Work required: Pick up the commentary on Jean Dorion's emergency-room wait in Quebec after its final sentence and continue it.

Page excerpt: Begin

The reaction of many people to being kept waiting for 20 hours in a hospital emergency ward in Quebec might be to worry, or complain, about what seems like a chronic shortage of medical personnel.
Sitting for hours on a hard chair in a room with other injured or ill people, watching for the faintest hint that the one overworked doctor might see you now, could lead a sensible person to think that whatever Quebec is doing to find more health care workers, it isn't enough.
Jean Dorion, the head of the Société St. Jean Baptiste de Montréal, takes a different approach. His reaction to waiting nearly a day for care was to call for French to be made the working language in all Quebec hospitals, including the few remaining bilingual hospitals.
Why? Because when he was finally seen by a doctor, the doctor asked if he spoke English.
Dorion said he replied that he did speak English. "I was treated in English," he said. "I found it humiliating."
He further suggested that if he had asked for treatment in French the doctor might not have looked at his case "with a very favourable prejudice."
This is ridiculous, to say nothing of offensive. Dorion has the nerve to suggest that a medical practitioner would take less care with his health if he asked to be treated in one of Canada's two official languages.

Page excerpt: End
Information provided: Begin

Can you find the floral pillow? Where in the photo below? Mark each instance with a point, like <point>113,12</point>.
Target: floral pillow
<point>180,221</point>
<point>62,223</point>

Information provided: End

Answer to this problem:
Dorion provides nothing in the line of proof for this odious suggestion. So pressed is he for ammunition for his make-everything-French cause that he has to go back seven years to unearth a study by the Office Québécois de la langue française.
This dusty study shows, Dorion said, that 18 percent of francophone patients treated in bilingual hospitals said they had been "in contact" with medical workers or other personnel who lacked a "sufficient" knowledge of French. Is he kidding? What does "in contact" mean? Who defines "sufficient"?
More recently, according to information compiled by the Office québécois de la langue française, it received a grand total of five complaints on the subject of language use in hospitals. Four of the complaints concerned language on signs; only one had to do with language of service. Exactly one complaint in the course of a year. In a normal world, that would be considered a triumph. It is a triumph.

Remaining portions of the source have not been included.